======== Source text

A vintage 1960 reproduction of Claude Monet's Water Lilies (Nymphéas), 1921. Professionally mounted on a creamy woven linen mat and custom framed in gold at 22.5" x 10.25".

Commentary accompanying the piece circa 1960:

After 1917 Monet used progressively larger canvases for the water-garden theme. Those of 1919-20 are almost fourteen feet wide and were sometimes combined to form diptychs and triptychs. Then single panels were expanded, as in the present work, to over nineteen feet.

Urged by Clemenceau, Monet had agreed to donate to France a selection of related water landscapes as a peace memorial. From that time forward, though tortured by self-doubt and the increased strain on his failing eyes, Monet continued to push forward canvas after canvas, ceasing only during the short period of virtual blindness just before his cataract operation in February 1923. "I no longer sleep because of them," he said in 1924. "In the night I am constantly haunted by what I am trying to realize. I rise broken with fatigue each morning. The coming of dawn gives me courage, but my anxiety returns as soon as I put foot in my studio. ... Painting is so difficult and torturing. Last autumn I burned six canvases along with the dead leaves from my garden. It is enough to make one give up hope. Nevertheless I should not like to die before having said everything that I had to say-or at least having tried to say it. And my days are numbered....Tomorrow, perhaps...."

================
======== Data provided

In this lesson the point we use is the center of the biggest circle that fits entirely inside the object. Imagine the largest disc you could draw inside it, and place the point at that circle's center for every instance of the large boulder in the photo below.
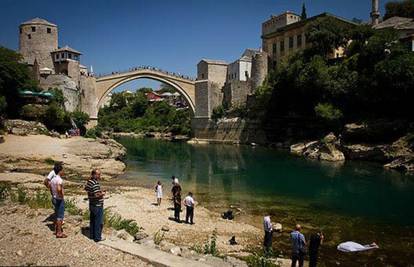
(380, 131)
(21, 127)
(366, 152)
(326, 149)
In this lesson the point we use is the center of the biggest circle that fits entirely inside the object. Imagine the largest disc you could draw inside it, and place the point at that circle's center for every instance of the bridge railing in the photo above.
(144, 67)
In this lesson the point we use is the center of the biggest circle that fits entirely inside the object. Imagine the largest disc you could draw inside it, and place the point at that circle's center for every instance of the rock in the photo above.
(277, 227)
(176, 251)
(330, 152)
(139, 236)
(404, 164)
(366, 152)
(21, 127)
(122, 234)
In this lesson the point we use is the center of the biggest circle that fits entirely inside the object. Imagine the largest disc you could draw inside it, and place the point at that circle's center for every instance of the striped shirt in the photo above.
(93, 187)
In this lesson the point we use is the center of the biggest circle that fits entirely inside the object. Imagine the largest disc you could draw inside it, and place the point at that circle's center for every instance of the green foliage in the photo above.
(257, 260)
(41, 199)
(117, 222)
(374, 80)
(14, 76)
(210, 246)
(33, 112)
(5, 190)
(56, 118)
(218, 113)
(403, 8)
(94, 132)
(158, 237)
(57, 96)
(326, 34)
(328, 112)
(134, 113)
(71, 208)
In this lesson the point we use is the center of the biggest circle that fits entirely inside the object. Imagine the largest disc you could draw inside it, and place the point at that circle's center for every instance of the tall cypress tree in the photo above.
(303, 15)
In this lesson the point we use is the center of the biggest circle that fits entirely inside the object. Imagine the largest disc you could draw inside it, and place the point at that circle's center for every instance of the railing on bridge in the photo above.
(178, 75)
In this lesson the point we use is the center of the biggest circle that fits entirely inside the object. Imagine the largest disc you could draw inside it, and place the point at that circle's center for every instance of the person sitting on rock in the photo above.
(56, 186)
(189, 204)
(268, 229)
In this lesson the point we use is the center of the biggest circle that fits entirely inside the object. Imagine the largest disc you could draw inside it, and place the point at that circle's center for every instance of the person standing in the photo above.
(316, 239)
(268, 229)
(158, 191)
(189, 204)
(298, 246)
(176, 192)
(95, 196)
(56, 187)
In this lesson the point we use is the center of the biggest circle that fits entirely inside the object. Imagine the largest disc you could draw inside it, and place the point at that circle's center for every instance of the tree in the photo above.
(303, 15)
(399, 8)
(326, 34)
(14, 76)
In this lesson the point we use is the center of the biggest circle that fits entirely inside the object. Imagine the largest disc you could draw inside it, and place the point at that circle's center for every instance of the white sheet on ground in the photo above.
(351, 246)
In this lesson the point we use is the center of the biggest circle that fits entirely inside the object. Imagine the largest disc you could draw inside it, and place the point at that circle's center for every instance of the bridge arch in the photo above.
(105, 84)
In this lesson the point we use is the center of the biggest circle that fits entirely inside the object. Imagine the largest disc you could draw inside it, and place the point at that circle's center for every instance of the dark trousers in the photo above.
(267, 243)
(177, 210)
(313, 259)
(189, 215)
(297, 257)
(95, 222)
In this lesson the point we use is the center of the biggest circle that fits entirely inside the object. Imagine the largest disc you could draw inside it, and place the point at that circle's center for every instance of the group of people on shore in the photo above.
(300, 248)
(188, 201)
(54, 182)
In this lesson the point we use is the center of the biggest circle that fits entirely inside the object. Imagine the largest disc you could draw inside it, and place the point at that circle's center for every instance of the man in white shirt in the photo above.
(189, 204)
(267, 225)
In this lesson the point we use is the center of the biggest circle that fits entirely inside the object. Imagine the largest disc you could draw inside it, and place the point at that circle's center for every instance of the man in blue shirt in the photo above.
(298, 246)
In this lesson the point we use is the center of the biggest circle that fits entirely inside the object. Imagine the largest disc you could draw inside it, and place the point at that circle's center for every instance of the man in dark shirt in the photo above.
(95, 196)
(316, 239)
(176, 192)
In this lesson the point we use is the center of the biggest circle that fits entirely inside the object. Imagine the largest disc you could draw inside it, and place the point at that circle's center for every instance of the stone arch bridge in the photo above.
(105, 84)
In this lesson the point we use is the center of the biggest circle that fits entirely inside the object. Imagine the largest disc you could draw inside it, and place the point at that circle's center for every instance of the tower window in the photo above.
(299, 40)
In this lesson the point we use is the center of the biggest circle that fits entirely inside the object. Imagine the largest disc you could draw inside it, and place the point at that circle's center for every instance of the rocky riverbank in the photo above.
(362, 142)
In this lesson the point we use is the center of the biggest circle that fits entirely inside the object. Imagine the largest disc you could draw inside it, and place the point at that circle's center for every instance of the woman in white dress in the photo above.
(158, 191)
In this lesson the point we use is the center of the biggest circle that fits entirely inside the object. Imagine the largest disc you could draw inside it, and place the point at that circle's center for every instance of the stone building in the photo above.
(53, 66)
(285, 35)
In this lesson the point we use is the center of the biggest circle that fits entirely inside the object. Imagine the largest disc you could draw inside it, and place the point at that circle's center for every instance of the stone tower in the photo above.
(375, 12)
(259, 70)
(37, 39)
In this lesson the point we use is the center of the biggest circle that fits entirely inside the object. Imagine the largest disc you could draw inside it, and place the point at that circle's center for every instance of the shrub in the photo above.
(71, 208)
(328, 112)
(94, 132)
(210, 247)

================

Revise the Monet commentary from "Commentary accompanying the" to "over nineteen feet.", replacing "water-garden theme" with "lily-pond theme".

Answer box:
Commentary accompanying the piece circa 1960:

After 1917 Monet used progressively larger canvases for the lily-pond theme. Those of 1919-20 are almost fourteen feet wide and were sometimes combined to form diptychs and triptychs. Then single panels were expanded, as in the present work, to over nineteen feet.